**Items**
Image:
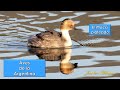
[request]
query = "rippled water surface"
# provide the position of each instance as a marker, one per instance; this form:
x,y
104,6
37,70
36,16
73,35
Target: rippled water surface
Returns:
x,y
100,59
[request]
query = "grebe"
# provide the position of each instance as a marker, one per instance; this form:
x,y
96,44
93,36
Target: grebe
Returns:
x,y
53,39
63,55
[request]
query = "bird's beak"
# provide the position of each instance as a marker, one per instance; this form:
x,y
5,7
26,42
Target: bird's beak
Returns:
x,y
75,28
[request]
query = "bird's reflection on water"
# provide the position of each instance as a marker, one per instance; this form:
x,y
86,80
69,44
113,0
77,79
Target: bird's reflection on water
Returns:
x,y
63,55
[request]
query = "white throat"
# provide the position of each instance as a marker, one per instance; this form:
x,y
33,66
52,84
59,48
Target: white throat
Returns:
x,y
66,36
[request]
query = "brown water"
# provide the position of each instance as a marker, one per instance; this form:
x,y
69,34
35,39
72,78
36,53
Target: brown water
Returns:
x,y
98,58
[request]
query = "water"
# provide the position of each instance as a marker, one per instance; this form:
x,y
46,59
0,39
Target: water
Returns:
x,y
98,58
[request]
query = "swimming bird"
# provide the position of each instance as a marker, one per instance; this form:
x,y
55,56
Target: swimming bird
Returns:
x,y
54,39
63,55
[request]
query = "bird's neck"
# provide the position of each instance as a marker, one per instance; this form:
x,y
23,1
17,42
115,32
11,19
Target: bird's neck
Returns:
x,y
66,36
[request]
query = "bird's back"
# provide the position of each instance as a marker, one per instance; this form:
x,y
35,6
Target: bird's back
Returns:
x,y
47,39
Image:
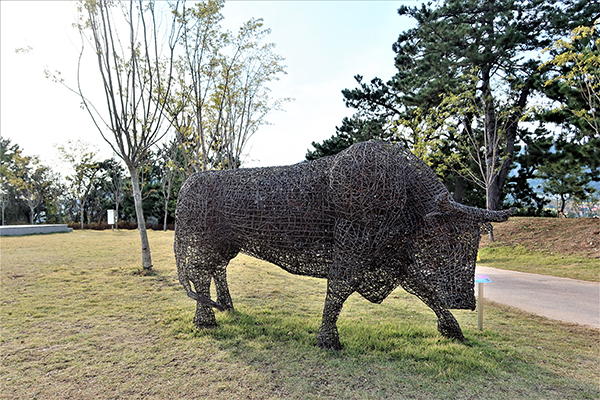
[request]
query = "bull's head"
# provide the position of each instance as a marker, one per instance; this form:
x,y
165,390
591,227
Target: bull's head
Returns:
x,y
445,249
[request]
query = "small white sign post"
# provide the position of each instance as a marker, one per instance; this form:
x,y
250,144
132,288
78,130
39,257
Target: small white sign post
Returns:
x,y
111,218
480,280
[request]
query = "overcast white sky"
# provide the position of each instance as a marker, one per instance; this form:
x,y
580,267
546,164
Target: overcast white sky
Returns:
x,y
325,43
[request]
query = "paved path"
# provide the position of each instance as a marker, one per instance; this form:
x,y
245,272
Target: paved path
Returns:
x,y
563,299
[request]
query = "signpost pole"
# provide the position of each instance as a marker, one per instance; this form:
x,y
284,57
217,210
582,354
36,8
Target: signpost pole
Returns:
x,y
480,280
480,306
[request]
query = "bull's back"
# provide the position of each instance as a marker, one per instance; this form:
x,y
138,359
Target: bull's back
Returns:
x,y
278,214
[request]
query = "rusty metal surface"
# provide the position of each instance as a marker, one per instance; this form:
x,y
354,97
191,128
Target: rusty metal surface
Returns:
x,y
368,219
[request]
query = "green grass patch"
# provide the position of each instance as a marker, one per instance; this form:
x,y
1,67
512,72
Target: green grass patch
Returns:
x,y
78,321
519,258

**Task brief**
Except for the pictures, copy every line of the records above exactly.

**The completed task**
Image:
[request]
query = "rippled water surface"
# provide the position of each instance as a marker, one per instance; this form:
x,y
104,6
37,70
36,16
73,35
Target: rippled water surface
Returns:
x,y
100,59
[request]
query = "grebe"
# provide the position of each instance as a marker, one per instance; this form:
x,y
96,44
93,36
Target: grebe
Returns:
x,y
53,39
63,55
[request]
query = "bird's beak"
# provide the position of each instance as a marker, one per instance; this form:
x,y
5,7
26,42
Target: bird's beak
Returns:
x,y
75,28
[request]
query = "bird's reflection on water"
# provide the position of each instance as a marker, one per instance; this form:
x,y
86,80
69,44
113,0
77,79
Target: bird's reflection on water
Returns:
x,y
63,55
[request]
query = "white throat"
# provide the position of each instance as a marker, one per instance; this form:
x,y
33,66
52,84
59,48
Target: white throat
Returns:
x,y
66,36
[request]
query = "brown water"
# provide the position of each instance as a marker, one per instance; this form:
x,y
69,34
35,39
72,78
36,53
Target: brown water
Returns:
x,y
98,58
[request]
query = "water"
# provide the position of each instance as a marker, one per instance; this form:
x,y
46,59
0,39
Target: water
Returns:
x,y
98,58
[request]
query = "swimming bird"
# provide the position of each instance as a marker, one per instance; this form:
x,y
55,56
Target: swimming bird
Returns:
x,y
54,39
63,55
[request]
query = "bird's neck"
# provide the position of each instance as a marker, one per instance; this form:
x,y
23,1
17,42
115,32
11,19
Target: bird's neck
Returns:
x,y
66,36
[request]
query = "bird's back"
# provide the position of each instance as a marker, one per instance; this form:
x,y
35,6
Target: bird's back
Returns:
x,y
47,39
Image:
[request]
query = "bull's head"
# provide the position of each instance as a marker, one per instance; this form:
x,y
165,390
591,227
Target: bull's head
Returns:
x,y
445,249
[request]
query = "small white sign post"
# provide the position of each instance as a marker, one per instance; this form:
x,y
250,144
132,288
78,130
39,257
Target: small white sign post
Returns:
x,y
111,218
480,280
[request]
query = "overcast white sky"
# provide the position of each instance as a marker, one per instance; this form:
x,y
580,267
546,164
Target: overcast white sky
Returns:
x,y
325,43
[request]
query = "paved path"
# provide the position of each instance as a marker, one per instance; this form:
x,y
245,272
Target: paved path
Returns:
x,y
563,299
[request]
query = "signpost pole"
# provide the position of each instance as a marker, one per instance; this form:
x,y
284,57
217,210
582,354
36,8
Target: signpost pole
Returns:
x,y
480,280
480,306
[request]
query = "bull's back"
# provide the position of each instance as a marker, one per instance; this form:
x,y
138,359
Target: bull's back
Returns:
x,y
278,214
[request]
query = "rusty metal surface"
# provide the position of each instance as a marker, one per instance; this form:
x,y
354,97
191,128
Target: rusty metal surface
Returns:
x,y
368,219
[request]
query = "green grass patch"
# provide the position of each instance as a marker, one per instance; this form:
x,y
1,67
512,72
Target: green grass patch
Returns:
x,y
78,321
519,258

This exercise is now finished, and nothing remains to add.